Document source:
========================
UN JOUR PEUT-ÊTRE - DOCU HIP HOP
"Faire connaître une scène innovante, qui a eu une réussite incontestable mais qui n’a pas connu de véritable succès populaire et financier"
Une fois n'est pas coutume, on parle ciné dans le blog, à l'occasion de la sortie d'Un jour peut-être", un docu pointu et rafraichissant qui dresse un intéressant portrait de la scène rap alternative actuelle. Présentation du projet et réponses avisées de la part d'un trio de réalisateurs, qui vous offrent six places en fin d'article pour l'avant-première du film qui aura lieu à Paris le 13 février prochain à la Belleviloise !
Salut messieurs, pouvez-vous vous présenter pour nos lecteurs ?
François Recordier : Je suis pizzaïolo et grand amateur de rap. J'ai grandi avec cette musique en province. Avant internet, ma culture hip hop était assez limitée, cloisonnée à quelques CD de rap ou autre distribués dans les supermarchés : j'ai écouté L'école du Micro d'argent à 11 ans, à la borne d’un Continent. Un vrai choc. Du coup je connais la piste 1 par cœur. Avec internet, j'ai revu la copie mais version américaine. Dans la foulée, je suis allé voir ce qui se passait en Europe et dans le monde. Je peux te citer des groupes de rap dans des pays incroyables. Après Groove et RER, j’ai découvert Clark et 90BPM. Je retrouvais des artistes que j'avais chopé sur Soulseek et que je pensais naïvement être le seul à connaître ! La plupart des rappeurs de notre docu y sont passés d’ailleurs.
Antoine Jaunin : Je suis journaliste depuis 2009. J’ai été pigiste dans différents canards, je bosse à Montreuil depuis quelques temps. En 2011, Romain voulait faire un documentaire sur le rap alternatif, il m’a proposé, on s’est lancé dans l’écriture du projet.
Romain Quirot : J’ai eu envie de faire des films en voyant Star Wars, épisode IV à 5 ou 6 ans. Je ne comprenais pas pourquoi ça commençait par l’épisode 4. J’ai longtemps cru qu’une première trilogie existait. C’était devenu mon Graal : je vérifiais à chaque fois que j’entrais dans un vidéoclub. Quelques années plus tard, Jar jar Binks a débarqué et j’ai perdu foi en l’humanité.
Vous venez donc de réaliser un film sur le hip hop tous les trois, êtes-vous avant tout des fans du style qui cherchiez à en témoigner, ou des réalisateurs de docus qui êtes tombés sur un sujet particulièrement intéressant ?
========================
Enregistrements de pointage d'objets nommés:

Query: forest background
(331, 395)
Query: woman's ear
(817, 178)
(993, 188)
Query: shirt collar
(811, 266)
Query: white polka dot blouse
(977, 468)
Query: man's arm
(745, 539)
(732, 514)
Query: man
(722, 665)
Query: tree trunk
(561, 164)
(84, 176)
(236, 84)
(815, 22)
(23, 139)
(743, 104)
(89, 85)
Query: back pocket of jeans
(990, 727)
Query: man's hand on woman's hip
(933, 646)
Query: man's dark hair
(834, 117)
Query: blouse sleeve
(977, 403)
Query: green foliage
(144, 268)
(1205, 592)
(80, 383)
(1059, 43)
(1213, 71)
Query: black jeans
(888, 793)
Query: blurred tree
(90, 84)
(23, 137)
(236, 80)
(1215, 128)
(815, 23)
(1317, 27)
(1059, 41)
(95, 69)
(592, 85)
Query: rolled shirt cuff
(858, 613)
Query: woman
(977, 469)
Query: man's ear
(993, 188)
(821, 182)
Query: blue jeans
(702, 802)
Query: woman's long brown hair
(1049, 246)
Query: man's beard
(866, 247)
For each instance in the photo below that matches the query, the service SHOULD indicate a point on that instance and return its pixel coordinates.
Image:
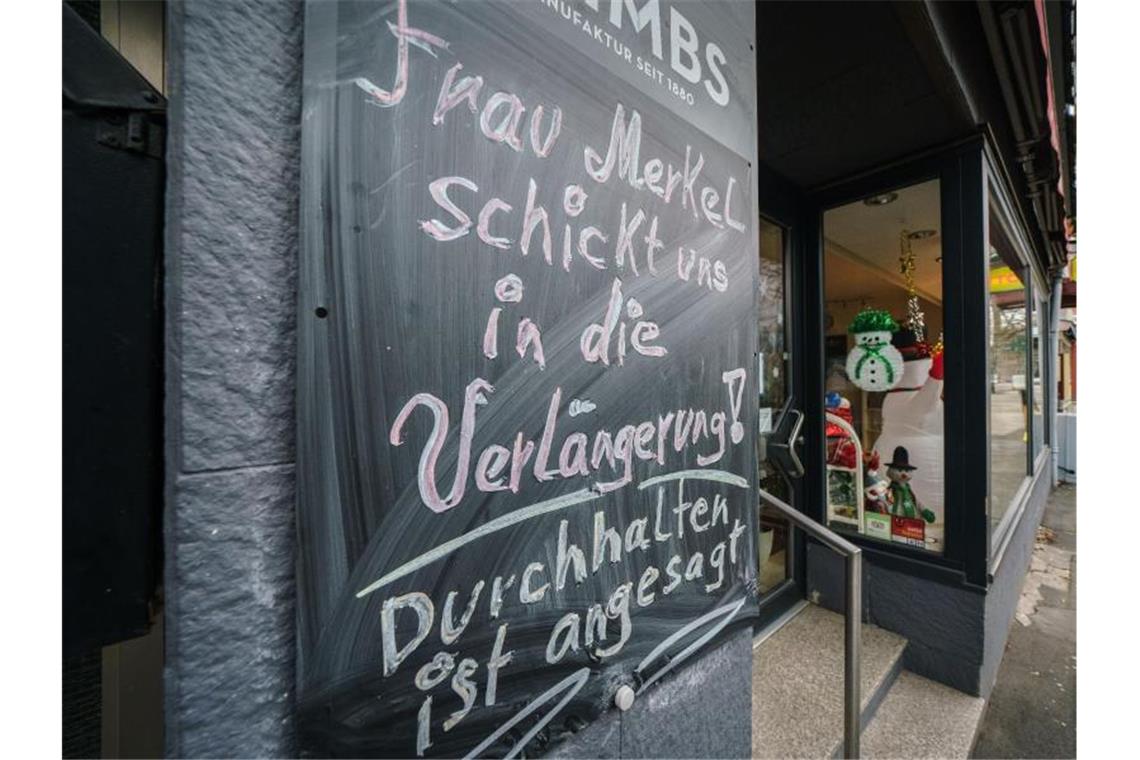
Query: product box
(910, 531)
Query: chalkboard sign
(527, 338)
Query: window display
(884, 364)
(1010, 335)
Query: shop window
(884, 369)
(1039, 349)
(1010, 381)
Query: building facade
(896, 168)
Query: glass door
(778, 540)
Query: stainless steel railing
(853, 639)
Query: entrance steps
(798, 696)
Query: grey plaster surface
(230, 264)
(1032, 711)
(921, 718)
(234, 178)
(798, 684)
(229, 655)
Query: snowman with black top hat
(903, 501)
========================
Consignes:
**1.** Reproduisez le passage du document source depuis « Antoine Jaunin : Je » jusqu'à « l’écriture du projet. » inclus.
**2.** Pour chacune des affirmations suivantes, indiquez par oui ou par non si elle concorde avec le document source, en citant les mots décisifs du texte. (a) François Recordier est journaliste depuis 2009. (b) L'avant-première du film aura lieu à Paris le 13 février à la Belleviloise. (c) C'est Antoine Jaunin qui a eu l'idée d'un documentaire sur le rap alternatif et l'a proposée à Romain.

Réponses attendues:
**1.**
Antoine Jaunin : Je suis journaliste depuis 2009. J’ai été pigiste dans différents canards, je bosse à Montreuil depuis quelques temps. En 2011, Romain voulait faire un documentaire sur le rap alternatif, il m’a proposé, on s’est lancé dans l’écriture du projet.

**2.**
(a) Non : « Je suis pizzaïolo et grand amateur de rap. »
(b) Oui : « l'avant-première du film qui aura lieu à Paris le 13 février prochain à la Belleviloise »
(c) Non : « Romain voulait faire un documentaire sur le rap alternatif, il m’a proposé »